━━ INFORMATION GIVEN ━━
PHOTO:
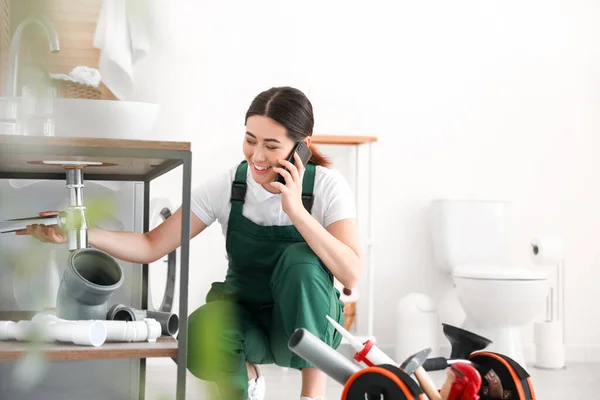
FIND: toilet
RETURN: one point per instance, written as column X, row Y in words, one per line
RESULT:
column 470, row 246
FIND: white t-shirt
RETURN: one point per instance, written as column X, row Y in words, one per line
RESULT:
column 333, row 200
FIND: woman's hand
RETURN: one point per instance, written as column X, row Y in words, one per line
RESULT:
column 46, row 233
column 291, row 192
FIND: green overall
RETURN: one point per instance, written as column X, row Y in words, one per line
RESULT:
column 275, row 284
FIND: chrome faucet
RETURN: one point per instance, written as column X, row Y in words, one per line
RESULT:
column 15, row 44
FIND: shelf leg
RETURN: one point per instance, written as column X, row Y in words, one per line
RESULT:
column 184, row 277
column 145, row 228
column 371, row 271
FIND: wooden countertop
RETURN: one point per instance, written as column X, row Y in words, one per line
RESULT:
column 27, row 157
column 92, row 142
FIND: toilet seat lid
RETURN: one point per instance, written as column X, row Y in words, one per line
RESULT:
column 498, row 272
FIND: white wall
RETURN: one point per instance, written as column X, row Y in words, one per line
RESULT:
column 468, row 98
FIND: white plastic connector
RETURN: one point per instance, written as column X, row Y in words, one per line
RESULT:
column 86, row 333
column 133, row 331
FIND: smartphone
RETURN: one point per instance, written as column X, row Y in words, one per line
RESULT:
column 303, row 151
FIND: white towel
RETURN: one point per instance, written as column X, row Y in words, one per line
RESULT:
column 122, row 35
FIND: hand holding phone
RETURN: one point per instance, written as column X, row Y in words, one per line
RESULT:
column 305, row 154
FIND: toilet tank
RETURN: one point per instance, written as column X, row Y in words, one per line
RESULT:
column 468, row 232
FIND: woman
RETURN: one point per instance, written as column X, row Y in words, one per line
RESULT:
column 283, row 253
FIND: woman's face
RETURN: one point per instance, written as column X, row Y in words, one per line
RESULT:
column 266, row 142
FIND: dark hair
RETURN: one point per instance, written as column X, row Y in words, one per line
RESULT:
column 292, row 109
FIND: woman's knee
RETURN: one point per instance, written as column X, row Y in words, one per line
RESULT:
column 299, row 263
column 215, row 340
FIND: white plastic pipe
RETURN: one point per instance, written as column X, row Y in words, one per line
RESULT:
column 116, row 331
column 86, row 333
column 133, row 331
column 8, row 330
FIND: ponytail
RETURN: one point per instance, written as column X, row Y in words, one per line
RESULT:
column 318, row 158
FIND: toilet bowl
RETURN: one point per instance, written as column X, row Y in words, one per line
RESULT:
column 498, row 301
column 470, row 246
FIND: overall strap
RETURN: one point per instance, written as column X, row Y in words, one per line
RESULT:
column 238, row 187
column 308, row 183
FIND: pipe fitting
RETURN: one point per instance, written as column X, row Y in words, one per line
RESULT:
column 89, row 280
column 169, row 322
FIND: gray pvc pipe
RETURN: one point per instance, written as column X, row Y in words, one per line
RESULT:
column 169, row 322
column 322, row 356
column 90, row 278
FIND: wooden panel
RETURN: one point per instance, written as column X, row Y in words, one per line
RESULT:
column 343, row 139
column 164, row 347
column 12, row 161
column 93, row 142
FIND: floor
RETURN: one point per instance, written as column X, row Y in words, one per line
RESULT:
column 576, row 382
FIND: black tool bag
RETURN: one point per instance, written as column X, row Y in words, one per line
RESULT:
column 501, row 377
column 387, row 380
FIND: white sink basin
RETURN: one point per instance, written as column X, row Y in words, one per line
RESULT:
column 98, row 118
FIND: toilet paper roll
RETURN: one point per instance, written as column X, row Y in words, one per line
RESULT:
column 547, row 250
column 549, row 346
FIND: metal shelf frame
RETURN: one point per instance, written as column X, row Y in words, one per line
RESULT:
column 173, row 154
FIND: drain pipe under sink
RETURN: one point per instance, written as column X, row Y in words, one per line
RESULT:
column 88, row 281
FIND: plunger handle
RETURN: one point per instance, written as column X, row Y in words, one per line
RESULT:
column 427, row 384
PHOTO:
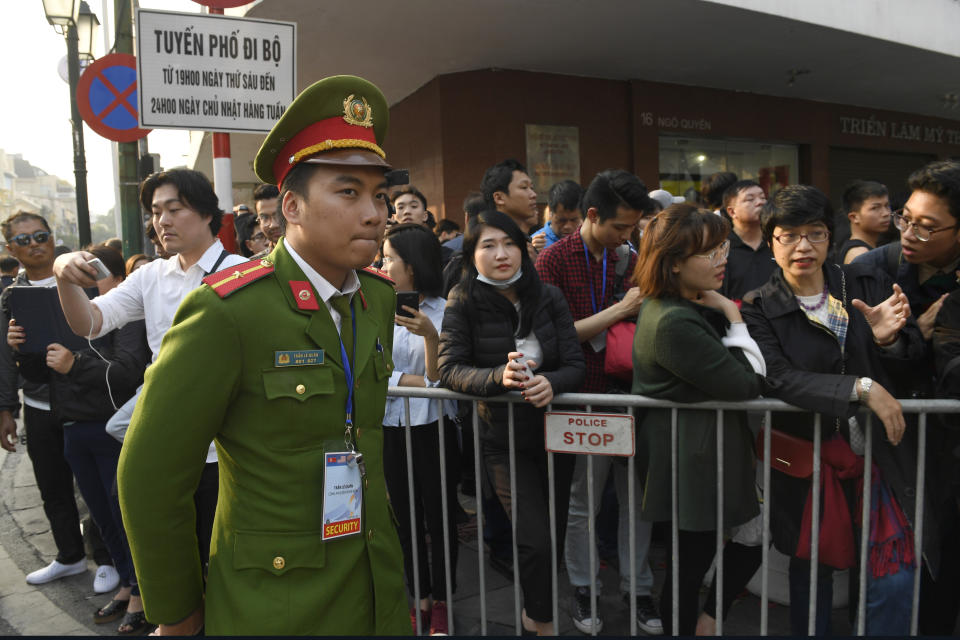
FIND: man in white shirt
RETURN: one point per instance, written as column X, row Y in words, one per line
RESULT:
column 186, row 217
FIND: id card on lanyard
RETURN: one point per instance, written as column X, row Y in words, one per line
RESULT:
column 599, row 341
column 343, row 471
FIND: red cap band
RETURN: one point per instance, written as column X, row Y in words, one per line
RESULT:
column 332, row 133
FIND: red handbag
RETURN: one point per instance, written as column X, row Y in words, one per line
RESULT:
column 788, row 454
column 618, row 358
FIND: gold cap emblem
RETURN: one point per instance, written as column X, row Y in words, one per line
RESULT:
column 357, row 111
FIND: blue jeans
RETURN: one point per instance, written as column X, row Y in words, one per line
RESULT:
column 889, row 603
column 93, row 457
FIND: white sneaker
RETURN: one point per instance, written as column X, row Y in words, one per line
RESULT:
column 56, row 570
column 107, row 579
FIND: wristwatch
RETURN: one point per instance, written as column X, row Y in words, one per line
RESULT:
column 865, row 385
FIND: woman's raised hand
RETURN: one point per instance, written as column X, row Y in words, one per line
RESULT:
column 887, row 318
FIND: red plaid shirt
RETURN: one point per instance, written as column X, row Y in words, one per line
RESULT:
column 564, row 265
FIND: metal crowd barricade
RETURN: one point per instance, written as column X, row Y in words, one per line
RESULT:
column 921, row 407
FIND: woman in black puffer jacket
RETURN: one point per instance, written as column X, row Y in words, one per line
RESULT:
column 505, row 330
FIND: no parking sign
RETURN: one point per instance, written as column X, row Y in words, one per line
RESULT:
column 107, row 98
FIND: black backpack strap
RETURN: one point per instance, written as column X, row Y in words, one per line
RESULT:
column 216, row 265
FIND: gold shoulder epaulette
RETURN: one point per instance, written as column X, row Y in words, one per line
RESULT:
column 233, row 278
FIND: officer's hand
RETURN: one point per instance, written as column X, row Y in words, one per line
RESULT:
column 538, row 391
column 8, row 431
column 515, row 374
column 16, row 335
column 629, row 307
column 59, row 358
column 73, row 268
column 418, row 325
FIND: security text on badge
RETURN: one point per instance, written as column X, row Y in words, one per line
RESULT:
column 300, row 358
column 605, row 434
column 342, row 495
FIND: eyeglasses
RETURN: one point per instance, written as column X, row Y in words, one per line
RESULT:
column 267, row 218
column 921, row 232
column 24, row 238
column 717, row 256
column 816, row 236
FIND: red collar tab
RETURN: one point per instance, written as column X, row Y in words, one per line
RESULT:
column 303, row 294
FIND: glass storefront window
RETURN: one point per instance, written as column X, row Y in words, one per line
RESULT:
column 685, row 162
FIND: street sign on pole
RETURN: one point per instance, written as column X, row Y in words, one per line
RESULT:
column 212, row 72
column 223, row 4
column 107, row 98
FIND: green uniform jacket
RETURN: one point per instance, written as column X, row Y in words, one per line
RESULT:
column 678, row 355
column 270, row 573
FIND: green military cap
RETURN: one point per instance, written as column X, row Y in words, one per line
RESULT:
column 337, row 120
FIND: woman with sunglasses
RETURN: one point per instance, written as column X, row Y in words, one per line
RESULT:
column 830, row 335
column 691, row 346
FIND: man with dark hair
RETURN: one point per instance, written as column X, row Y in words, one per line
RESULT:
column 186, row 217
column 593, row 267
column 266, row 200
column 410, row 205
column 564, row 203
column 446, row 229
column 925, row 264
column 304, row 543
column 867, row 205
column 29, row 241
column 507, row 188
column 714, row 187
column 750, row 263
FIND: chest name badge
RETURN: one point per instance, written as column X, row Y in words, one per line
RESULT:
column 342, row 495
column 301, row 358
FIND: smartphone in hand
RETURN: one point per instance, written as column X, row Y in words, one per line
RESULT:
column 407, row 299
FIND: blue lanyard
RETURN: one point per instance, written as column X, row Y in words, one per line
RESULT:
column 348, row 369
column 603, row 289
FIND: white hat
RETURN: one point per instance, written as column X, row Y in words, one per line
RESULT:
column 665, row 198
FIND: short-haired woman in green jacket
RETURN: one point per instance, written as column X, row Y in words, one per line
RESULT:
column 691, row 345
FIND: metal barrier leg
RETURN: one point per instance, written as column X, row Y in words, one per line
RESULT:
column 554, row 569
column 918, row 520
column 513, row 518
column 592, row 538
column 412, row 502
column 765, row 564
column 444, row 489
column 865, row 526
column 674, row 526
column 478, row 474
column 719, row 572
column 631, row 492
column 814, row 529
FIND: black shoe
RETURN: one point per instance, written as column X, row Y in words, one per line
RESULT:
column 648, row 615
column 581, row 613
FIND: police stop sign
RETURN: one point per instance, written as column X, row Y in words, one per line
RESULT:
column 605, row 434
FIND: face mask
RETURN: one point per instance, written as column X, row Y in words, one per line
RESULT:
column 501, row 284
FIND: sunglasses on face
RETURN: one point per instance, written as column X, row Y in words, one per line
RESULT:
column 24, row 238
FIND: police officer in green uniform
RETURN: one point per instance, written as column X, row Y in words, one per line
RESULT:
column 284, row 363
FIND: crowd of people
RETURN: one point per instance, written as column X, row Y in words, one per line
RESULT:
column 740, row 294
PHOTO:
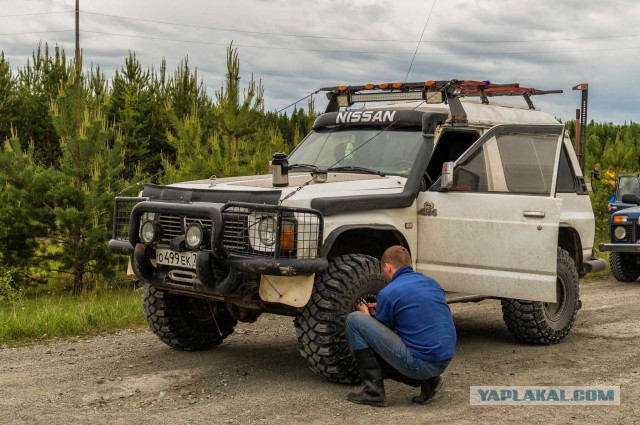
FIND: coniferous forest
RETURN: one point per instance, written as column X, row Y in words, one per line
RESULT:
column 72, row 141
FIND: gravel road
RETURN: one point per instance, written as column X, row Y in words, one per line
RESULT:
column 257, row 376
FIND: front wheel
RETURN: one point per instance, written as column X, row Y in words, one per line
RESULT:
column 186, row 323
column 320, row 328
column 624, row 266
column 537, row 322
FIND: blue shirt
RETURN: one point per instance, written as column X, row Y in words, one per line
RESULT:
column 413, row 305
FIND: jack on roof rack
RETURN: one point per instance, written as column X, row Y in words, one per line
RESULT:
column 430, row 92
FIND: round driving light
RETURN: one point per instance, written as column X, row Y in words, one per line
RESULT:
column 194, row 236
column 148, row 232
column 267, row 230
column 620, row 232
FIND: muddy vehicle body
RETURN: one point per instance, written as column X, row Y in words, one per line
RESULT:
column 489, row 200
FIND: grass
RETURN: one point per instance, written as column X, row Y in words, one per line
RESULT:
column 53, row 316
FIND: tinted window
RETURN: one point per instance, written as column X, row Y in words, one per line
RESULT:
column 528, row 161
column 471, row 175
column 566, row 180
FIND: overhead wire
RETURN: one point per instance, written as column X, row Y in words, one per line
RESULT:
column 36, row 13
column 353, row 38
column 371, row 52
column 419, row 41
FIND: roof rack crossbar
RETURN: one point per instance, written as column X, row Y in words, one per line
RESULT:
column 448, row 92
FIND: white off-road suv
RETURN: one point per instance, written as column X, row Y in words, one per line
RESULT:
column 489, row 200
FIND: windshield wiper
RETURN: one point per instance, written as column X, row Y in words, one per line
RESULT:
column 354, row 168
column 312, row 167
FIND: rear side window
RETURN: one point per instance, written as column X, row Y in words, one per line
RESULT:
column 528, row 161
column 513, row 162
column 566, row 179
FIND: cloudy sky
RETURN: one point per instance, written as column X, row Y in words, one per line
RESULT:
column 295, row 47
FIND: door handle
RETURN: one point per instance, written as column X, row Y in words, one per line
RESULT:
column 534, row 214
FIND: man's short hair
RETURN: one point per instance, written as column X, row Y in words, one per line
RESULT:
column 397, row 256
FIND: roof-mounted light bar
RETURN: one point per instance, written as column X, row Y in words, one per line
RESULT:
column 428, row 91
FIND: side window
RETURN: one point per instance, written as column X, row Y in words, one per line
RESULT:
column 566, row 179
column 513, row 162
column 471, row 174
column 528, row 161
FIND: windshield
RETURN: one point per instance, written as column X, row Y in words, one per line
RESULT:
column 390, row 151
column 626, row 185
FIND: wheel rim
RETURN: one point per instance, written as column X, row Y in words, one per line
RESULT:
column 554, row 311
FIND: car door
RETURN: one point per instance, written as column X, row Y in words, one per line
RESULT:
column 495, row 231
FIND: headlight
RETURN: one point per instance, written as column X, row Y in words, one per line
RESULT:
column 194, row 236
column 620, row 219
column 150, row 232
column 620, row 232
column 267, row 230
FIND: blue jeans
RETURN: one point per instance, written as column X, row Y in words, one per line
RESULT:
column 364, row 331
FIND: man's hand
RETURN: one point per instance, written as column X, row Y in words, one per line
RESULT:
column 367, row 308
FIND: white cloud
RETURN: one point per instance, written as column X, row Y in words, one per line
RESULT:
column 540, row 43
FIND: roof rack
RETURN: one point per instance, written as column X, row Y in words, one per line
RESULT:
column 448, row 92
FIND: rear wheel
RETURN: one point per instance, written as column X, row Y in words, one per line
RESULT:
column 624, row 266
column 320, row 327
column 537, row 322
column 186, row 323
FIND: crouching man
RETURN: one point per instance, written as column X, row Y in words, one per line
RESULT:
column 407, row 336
━━━
EXERCISE PROMPT - Produce only the lines from the line containing "FIND: gravel road" through the line containing "FIND: blue shirt", inclusive of both, exactly as they stand in the entries above.

TASK ANSWER -
FIND: gravel road
RETURN: one point per instance, written as column X, row Y in words, one per line
RESULT:
column 257, row 376
FIND: front wheel
RETURN: one point per instance, written as column X, row Y in words, one per line
RESULT:
column 186, row 323
column 320, row 328
column 624, row 266
column 537, row 322
FIND: blue shirt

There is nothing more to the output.